BEGIN Source data

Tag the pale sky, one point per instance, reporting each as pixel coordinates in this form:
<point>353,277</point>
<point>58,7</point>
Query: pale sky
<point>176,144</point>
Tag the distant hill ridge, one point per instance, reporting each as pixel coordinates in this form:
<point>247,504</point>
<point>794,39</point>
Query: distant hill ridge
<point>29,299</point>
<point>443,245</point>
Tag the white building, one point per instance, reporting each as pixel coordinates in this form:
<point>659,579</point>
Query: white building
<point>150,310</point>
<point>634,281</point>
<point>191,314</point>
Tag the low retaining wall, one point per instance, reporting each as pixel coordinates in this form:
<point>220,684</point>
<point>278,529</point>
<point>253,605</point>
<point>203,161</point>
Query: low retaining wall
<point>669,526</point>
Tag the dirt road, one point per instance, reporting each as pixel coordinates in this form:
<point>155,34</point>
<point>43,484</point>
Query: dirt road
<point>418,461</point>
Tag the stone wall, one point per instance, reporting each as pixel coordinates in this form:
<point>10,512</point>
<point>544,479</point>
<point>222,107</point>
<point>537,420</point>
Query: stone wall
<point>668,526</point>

END Source data
BEGIN Source data

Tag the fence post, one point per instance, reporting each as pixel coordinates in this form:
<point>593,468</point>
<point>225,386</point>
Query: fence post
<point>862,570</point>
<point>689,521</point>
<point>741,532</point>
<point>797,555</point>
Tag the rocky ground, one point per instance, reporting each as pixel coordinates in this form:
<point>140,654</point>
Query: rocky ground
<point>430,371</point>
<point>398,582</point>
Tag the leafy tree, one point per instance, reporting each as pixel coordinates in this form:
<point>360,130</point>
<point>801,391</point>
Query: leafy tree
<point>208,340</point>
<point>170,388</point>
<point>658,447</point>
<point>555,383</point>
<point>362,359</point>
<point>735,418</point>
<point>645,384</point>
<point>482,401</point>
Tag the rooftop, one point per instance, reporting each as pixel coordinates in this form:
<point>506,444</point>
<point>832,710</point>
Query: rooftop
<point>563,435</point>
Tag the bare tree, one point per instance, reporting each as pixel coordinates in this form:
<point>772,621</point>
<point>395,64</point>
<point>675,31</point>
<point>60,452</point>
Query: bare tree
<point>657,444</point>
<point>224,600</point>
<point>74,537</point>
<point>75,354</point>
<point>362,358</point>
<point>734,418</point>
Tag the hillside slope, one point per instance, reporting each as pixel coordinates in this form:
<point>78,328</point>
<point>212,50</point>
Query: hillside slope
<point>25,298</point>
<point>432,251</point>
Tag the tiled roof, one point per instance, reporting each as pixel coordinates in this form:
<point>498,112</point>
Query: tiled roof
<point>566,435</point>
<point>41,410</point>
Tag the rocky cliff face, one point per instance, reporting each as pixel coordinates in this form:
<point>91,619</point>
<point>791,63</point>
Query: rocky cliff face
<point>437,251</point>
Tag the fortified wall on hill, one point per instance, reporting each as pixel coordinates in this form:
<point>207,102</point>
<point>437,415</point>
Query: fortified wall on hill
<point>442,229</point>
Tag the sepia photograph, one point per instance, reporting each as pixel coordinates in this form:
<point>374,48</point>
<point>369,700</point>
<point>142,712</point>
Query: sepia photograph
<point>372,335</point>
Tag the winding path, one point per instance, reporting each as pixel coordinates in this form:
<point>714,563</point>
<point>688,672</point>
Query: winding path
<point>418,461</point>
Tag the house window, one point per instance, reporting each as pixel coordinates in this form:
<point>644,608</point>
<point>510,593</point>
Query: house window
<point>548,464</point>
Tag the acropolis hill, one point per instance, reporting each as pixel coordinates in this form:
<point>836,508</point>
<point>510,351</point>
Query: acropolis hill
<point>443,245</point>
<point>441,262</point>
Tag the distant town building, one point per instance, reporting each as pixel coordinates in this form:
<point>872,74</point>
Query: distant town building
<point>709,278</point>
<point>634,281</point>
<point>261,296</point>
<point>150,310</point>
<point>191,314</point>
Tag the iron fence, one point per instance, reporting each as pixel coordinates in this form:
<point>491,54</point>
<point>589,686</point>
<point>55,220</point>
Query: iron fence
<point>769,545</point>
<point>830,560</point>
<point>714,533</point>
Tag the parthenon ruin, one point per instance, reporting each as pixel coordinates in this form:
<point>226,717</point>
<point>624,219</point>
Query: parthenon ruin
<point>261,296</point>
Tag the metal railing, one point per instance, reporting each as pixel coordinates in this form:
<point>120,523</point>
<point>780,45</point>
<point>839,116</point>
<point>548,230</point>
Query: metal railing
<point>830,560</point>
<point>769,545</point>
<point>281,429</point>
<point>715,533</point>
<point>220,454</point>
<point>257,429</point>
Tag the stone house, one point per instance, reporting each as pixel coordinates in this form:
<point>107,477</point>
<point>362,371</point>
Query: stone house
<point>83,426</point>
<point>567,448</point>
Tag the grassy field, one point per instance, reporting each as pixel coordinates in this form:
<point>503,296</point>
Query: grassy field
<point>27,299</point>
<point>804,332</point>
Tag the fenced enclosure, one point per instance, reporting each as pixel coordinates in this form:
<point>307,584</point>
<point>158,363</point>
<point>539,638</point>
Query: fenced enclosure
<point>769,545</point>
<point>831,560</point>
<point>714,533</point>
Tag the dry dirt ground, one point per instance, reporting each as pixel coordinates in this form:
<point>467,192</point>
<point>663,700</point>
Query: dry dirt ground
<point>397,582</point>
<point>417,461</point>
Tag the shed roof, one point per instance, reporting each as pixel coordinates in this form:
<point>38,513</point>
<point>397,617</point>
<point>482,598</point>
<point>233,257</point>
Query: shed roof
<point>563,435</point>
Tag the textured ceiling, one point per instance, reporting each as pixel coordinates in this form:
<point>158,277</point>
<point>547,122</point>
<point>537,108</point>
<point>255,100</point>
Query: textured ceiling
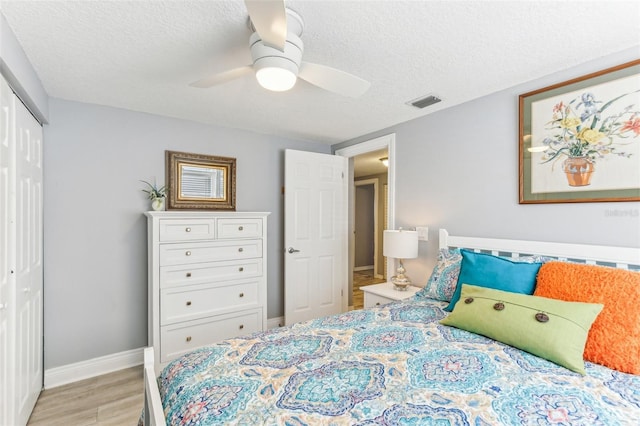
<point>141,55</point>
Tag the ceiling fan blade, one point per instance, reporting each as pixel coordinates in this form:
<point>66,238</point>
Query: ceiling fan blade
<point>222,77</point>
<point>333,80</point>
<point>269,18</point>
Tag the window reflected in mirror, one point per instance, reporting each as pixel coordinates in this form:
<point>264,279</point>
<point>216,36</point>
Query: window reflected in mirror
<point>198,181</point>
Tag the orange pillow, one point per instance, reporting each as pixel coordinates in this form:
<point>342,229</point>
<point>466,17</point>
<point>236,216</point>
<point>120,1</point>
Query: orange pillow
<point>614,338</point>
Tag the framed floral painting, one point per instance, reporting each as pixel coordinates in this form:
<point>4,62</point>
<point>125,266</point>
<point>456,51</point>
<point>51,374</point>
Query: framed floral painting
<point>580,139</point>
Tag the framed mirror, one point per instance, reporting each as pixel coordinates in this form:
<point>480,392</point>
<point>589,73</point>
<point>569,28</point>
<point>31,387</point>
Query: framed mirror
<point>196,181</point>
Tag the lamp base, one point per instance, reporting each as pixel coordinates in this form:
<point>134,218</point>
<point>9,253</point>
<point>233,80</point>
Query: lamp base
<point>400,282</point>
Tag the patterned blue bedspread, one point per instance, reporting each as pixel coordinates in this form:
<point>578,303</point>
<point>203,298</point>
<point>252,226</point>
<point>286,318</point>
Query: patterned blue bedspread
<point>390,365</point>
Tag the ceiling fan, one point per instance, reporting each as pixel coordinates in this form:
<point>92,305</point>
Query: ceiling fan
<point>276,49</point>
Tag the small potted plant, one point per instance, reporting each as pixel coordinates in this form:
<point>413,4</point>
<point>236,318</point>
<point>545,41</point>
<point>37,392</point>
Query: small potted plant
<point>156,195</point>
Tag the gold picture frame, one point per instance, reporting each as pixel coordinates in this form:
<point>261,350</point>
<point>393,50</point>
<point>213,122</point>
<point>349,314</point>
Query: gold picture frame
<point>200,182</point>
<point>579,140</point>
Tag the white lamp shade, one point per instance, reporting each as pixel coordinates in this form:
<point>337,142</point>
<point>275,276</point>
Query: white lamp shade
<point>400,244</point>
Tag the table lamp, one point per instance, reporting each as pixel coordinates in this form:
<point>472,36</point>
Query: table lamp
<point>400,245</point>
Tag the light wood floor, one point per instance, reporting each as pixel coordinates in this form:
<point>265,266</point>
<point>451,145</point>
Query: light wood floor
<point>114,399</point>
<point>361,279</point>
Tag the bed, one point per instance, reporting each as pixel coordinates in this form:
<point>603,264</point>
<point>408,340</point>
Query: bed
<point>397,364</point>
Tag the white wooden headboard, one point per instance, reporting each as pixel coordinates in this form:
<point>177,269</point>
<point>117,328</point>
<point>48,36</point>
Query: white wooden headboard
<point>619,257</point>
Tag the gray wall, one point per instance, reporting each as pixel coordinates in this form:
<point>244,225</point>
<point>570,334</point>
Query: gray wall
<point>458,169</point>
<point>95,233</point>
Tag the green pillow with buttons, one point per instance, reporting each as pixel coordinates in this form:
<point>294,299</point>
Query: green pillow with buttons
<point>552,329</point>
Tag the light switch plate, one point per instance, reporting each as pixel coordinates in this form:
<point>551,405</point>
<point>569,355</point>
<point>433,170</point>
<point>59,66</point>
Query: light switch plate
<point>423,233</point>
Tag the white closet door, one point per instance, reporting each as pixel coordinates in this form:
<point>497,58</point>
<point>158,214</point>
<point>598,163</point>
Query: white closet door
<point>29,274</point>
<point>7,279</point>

END Source data

* **Problem to work on**: Give back, word for word, only the lines above from the line holding "<point>48,36</point>" to the line holding "<point>294,299</point>", both included.

* **Answer to this problem**:
<point>48,36</point>
Query: white wooden headboard
<point>619,257</point>
Tag the gray wall, one point per instance, reporting each as pixel coordinates in this form:
<point>244,225</point>
<point>570,334</point>
Query: gray wall
<point>458,169</point>
<point>95,233</point>
Tag the green pillow with buttons, one point per instance, reporting each as pixel coordinates in this form:
<point>294,299</point>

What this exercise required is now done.